Document text section start
Statistics and genetics package features very nifty tools for life scientists
click to enlarge
Figure 1: Initial GenStat window
The Getting Started manual describes this software as “…a complete and comprehensive statistics package…” but, actually, there is a lot more to it. Most packages these days have a variety of statistical tests with diagnostics and options, graphics, data handling capacity, a quality (QA) module and an experimental design (DOE) module. This package seems to have been designed with the life scientist in mind (not surprising, as it comes from a spin-off of Rothamsted Research and the company, VSNi, is subtitled ‘software for bioscientists’). As such, it offers several significant extras. For example: meta analysis, data mining algorithms, time series analysis and microarray analysis. I stressed this last feature in the title, as microarray analysis represents a very sophisticated and specialized area of bioinformatics, which is usually only had as highly specialized and expensive commercial software, or freeware with extensive programming requirements.
The package, therefore, presents the user with a formidable arsenal in which to analyze data as a novice or experienced practitioner. As with most modern statistical software, there are menu-driven elements for the novice and a programming language for the expert. The setup takes a little getting used to, as with all new software. However, due to developer preference for menu arrangement and certain options and output, there are a few other issues that also should be noted.
GenStat is only available for Windows (98, ME, 2000, XP or Vista). This review was done on the Vista operating system. The system recommendations are: 64 MB of RAM and 230 MB of hard drive space for the full installation.
click to enlarge
Figure 2: Main window (tiled)
There no longer seem to be paper manuals provided with the software, but a full electronic set is available under the Help menu on the main tool bar. The Statistics Guide seems to be all command line-driven instructions, while the specialized guides (e.g., Regression, ANOVA, Microarray, etcetera) employ the menu-driven instructions.
Upon first call-up, the GenStat ‘Getting Started’ window appears superimposed upon the Output window. The Navigator pane and main menu bar complete the initial appearance (Figure 1). The Getting Started box allows the user to find out more about the software or open a file. For experienced users, the box may be excluded from start up. Data also may be accessed from the File menu, and GenStat accepts a variety of formats.
Document text section end
* _The task_
Continue the GenStat software review from the point where it stops.
Data section section start
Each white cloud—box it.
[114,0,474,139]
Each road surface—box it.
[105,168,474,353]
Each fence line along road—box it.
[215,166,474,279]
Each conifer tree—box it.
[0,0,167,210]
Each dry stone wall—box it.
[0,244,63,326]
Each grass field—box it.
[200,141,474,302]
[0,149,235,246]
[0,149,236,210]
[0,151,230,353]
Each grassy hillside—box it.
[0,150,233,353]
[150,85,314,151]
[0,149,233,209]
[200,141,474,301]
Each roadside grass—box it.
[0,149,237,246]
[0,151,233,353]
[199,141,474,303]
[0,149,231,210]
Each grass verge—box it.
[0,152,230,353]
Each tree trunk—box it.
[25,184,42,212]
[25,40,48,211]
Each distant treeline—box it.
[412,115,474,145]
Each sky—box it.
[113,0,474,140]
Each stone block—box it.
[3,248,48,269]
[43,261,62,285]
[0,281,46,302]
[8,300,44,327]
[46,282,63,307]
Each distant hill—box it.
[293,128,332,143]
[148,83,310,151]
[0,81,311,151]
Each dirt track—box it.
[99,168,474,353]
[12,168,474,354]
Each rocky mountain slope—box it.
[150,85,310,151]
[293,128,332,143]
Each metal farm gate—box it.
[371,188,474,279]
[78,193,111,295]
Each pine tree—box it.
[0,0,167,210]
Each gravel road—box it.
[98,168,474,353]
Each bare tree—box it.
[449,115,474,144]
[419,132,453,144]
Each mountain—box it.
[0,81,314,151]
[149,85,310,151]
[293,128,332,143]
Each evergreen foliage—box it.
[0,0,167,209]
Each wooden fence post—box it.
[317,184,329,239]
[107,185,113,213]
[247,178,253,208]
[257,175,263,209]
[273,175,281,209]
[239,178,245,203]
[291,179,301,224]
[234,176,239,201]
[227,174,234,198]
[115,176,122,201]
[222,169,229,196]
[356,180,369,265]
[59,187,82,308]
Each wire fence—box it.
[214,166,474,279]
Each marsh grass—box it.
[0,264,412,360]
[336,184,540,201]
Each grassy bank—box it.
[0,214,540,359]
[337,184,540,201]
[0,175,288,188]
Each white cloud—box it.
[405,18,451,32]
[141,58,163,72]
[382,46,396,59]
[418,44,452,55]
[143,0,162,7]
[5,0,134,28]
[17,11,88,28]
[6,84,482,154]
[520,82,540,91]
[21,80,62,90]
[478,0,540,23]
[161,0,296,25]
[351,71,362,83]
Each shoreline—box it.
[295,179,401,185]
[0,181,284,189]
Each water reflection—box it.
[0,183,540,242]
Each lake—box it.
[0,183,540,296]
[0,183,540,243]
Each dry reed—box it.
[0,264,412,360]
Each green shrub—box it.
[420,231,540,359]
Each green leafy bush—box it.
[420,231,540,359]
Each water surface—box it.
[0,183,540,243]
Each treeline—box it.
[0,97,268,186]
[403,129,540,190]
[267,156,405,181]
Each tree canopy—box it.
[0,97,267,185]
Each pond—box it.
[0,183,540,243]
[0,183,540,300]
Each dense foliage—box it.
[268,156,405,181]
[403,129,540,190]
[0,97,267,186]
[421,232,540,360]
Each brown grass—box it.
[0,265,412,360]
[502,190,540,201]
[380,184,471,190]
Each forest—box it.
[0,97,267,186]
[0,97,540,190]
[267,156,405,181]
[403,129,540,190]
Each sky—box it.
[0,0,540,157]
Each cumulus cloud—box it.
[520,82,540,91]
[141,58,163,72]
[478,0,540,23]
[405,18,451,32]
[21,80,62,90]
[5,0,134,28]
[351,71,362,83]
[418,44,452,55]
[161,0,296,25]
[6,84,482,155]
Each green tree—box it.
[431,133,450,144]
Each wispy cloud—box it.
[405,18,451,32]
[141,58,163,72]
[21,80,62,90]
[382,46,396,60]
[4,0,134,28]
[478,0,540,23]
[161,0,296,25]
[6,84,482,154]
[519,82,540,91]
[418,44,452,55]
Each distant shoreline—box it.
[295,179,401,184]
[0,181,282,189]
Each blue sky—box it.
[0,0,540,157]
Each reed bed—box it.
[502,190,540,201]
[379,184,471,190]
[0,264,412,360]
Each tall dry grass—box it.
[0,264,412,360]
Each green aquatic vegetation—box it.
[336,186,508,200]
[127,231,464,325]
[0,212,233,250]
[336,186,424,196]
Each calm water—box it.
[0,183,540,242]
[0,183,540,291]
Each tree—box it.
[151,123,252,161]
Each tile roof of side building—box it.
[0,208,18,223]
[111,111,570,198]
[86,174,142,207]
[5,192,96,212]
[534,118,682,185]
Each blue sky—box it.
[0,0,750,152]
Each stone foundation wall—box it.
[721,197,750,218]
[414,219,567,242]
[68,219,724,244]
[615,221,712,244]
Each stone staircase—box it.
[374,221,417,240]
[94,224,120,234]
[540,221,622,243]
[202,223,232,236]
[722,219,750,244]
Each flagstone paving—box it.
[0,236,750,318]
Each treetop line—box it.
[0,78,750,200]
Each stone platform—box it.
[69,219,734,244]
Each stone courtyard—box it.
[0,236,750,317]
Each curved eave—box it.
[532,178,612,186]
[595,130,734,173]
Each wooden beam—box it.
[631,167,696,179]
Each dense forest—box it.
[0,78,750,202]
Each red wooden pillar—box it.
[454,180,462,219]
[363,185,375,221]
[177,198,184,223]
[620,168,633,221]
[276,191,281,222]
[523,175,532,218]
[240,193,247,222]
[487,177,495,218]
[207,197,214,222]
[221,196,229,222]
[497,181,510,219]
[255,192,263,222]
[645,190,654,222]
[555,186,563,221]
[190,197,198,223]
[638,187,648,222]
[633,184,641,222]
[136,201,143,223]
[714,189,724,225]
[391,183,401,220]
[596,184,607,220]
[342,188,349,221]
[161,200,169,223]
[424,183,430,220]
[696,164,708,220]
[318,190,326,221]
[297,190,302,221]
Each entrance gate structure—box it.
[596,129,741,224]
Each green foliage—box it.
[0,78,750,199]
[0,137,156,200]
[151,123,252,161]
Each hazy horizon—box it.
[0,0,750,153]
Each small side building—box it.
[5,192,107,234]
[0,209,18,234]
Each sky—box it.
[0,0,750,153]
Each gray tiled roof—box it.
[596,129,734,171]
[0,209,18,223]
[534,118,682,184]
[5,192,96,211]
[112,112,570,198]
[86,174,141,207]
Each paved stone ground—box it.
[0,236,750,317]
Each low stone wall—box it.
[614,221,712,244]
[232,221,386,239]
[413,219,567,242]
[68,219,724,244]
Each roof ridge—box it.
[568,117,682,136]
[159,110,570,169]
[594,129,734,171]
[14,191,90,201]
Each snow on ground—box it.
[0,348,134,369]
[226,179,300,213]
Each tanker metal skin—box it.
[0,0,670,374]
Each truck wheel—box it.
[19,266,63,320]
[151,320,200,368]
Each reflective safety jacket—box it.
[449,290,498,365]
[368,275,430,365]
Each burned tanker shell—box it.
Data section section end
* _Answer to this problem_
I easily imported data from EXCEL, SAS and JMP. However, Minitab files necessitated a (straightforward) format change. The full list of files that can be imported would take up a full page. The dialog boxes for these imports ask far too many questions but are smart enough to do a good job when the analyst repeatedly clicks ‘Next.’ This may prove dangerous, however, since with other software, such as JMP, different analyses and graphics demand to see data in specific formats.
click to enlarge
Figure 3: ANOVA dialog box
Remember when I said that certain features of this software take getting used to? There were several items that ranged from slightly different to bizarre. The slightly different included the main menu bar and some submenus. For example, although the File, Edit, View, Graphics, Stats, Window and Help menus will all be quite familiar to Windows users (and the Run menu to programmers), the others are a bit different. The Data menu contains a mixture of calculators, transforms and data manipulation tools. The Spread (presumably spreadsheet) menu has mostly tools best described as data manipulation helps; yet, it has a submenu called Manipulate with even more. The Tools selection also has things thrown in that seem very broad, but reasonable upon reflection.
The Statistics Menu actually contains improvements over what appear in many programs as it brings all of the tests and routines under a single heading and, thus, makes them much easier to access. For example, some programs will break out specialized analyses such as DOE (experimental design), QA (six sigma), spatial analysis and sample size under their own major headings.
Summarize the above by saying that the basic working environment
• presents a spreadsheet, output, input and event logs as well as the toolbars and navigator pane (all of which may be simultaneously displayed (Figure 2)
• easily imports data
• has a variety of tools to wrestle this data into shape (read manipulate)
click to enlarge
Figure 4: ANOVA graphic options
The menu is fairly complete but probably takes the most patience, as the dialog boxes ask for input in verbiage that may be considered a little different by the novice user. Let’s examine ANOVA, for example. Using their manufacture.gsh data file from the Examples section, we ask for a one-way ANOVA simply by drilling to Stats/Analysis of Variance/One- and Two-way, to get the box in Figure 3.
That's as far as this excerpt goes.